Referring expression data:

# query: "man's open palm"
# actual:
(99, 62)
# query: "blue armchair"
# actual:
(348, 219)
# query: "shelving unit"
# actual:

Exercise brief: If a line contains the string "query", it counts toward the total; state that total for the records above and nothing more.

Response to this task: 3